┌─ Textauszug
Sicher ist: In der Gegend, an den westlichen Flanken des mächtigen Rwenzori-Gebirges, treiben sich immer noch ehemalige Rebellen herum, die von den östlichen Flanken des Gebirges stammen; aus dem Nachbarland Uganda. Dort hatten sie sich Anfang der 1990er-Jahre formiert, mit dem vorgeblichen Ziel, den Präsidenten zu stürzen und eine islamische Herrschaft zu errichten. Unter ihnen waren Anhänger des ehemaligen ugandischen Diktators Idi Amin ebenso wie zum Islam konvertierte frühere Protestanten. Von der ugandischen Armee geschlagen, zogen sie sich in die Wälder auf der kongolesischen Seite zurück und gründeten dort 1995 die "Vereinigten Demokratischen Kräfte" (ADF). Seither gilt die Truppe unter den zahlreichen Milizen, die den Ostkongo terrorisieren, als eine der geheimnisvollsten - und als eine der brutalsten.

Die Gewalt, unter der die Menschen in Beni seit zwei Jahrzehnten leiden, erreichte in der Nacht zum 14. August einen neuen Höhepunkt; eine Woche, nachdem Kongos Präsident Joseph Kabila die Region besucht und mit seinem ugandischen Kollegen Yoweri Museveni verkündet hatte, gemeinsam noch entschlossener gegen die ADF vorzugehen. Die Angreifer jener Nacht kamen nach Sonnenuntergang. Sie steckten Häuser in Brand, verschleppten Frauen, hackten mit Macheten auf ihre Opfer ein, schlugen manchen die Köpfe ab. Laut Behördenangaben starben bei dem Massaker 36 Menschen, Vertreter der dortigen Zivilgesellschaft zählten 51 Tote.

Bereits am Tag nach dem Blutbad stand für den Sprecher der kongolesischen Armee fest: Die Täter seien Mitglieder der ADF gewesen, und sie hätten die Zivilisten aus "Rache" getötet; aus Rache dafür, dass das Militär in der Region gegen die Miliz vorgehe. Kurz darauf meldete sich Regierungssprecher Lambert Mende zu Wort, verkündete eine dreitägige Staatstrauer und klagte, man versuche schon seit längerer Zeit vergeblich, den Rest der Welt auf diese "dschihadistische Bedrohung" aufmerksam zu machen; man habe es im Kongo inzwischen mit "internationalem Terrorismus" zu tun, und die Armee des Landes stehe "allein da, angesichts der Gleichgültigkeit der internationalen Gemeinschaft".
└─
Aufgabe A:
Beantworte anhand des Textauszugs die folgenden Fragen, jede auf einer eigenen Zeile:
(i) In welchem Jahr wurde die ADF gegründet?
(ii) Wie viele Tote zählten Vertreter der Zivilgesellschaft bei dem Massaker?
(iii) Wie viele Tage dauerte die von Lambert Mende verkündete Staatstrauer?
Aufgabe B: Gib bitte aus dem Textauszug den Abschnitt wörtlich aus, der mit den Worten beginnt, die "Die Gewalt, unter" enthalten, und mit "Zivilgesellschaft zählten 51 Tote." endet.
┌─ Rohdaten
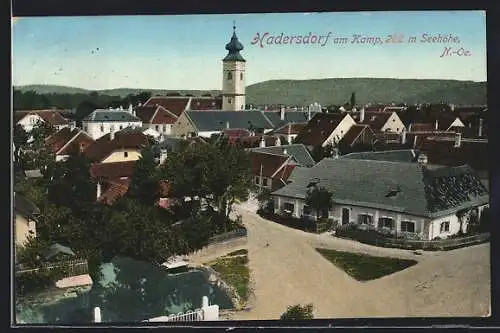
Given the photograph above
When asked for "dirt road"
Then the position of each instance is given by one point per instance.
(287, 270)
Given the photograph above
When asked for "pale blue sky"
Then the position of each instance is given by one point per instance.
(185, 52)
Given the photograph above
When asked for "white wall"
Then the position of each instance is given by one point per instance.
(93, 128)
(435, 225)
(233, 86)
(393, 124)
(343, 127)
(29, 121)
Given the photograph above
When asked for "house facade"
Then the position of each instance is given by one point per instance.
(25, 219)
(102, 122)
(390, 195)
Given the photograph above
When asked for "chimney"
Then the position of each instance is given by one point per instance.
(422, 159)
(99, 190)
(163, 156)
(458, 139)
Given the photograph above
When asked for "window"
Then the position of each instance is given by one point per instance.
(365, 219)
(407, 226)
(445, 227)
(288, 208)
(386, 222)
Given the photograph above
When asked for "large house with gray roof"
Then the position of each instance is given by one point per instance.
(102, 121)
(427, 201)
└─
Schriftliche Antwort A:
(i) 1995
(ii) 51
(iii) Drei Tage

Schriftliche Antwort B:
Die Gewalt, unter der die Menschen in Beni seit zwei Jahrzehnten leiden, erreichte in der Nacht zum 14. August einen neuen Höhepunkt; eine Woche, nachdem Kongos Präsident Joseph Kabila die Region besucht und mit seinem ugandischen Kollegen Yoweri Museveni verkündet hatte, gemeinsam noch entschlossener gegen die ADF vorzugehen. Die Angreifer jener Nacht kamen nach Sonnenuntergang. Sie steckten Häuser in Brand, verschleppten Frauen, hackten mit Macheten auf ihre Opfer ein, schlugen manchen die Köpfe ab. Laut Behördenangaben starben bei dem Massaker 36 Menschen, Vertreter der dortigen Zivilgesellschaft zählten 51 Tote.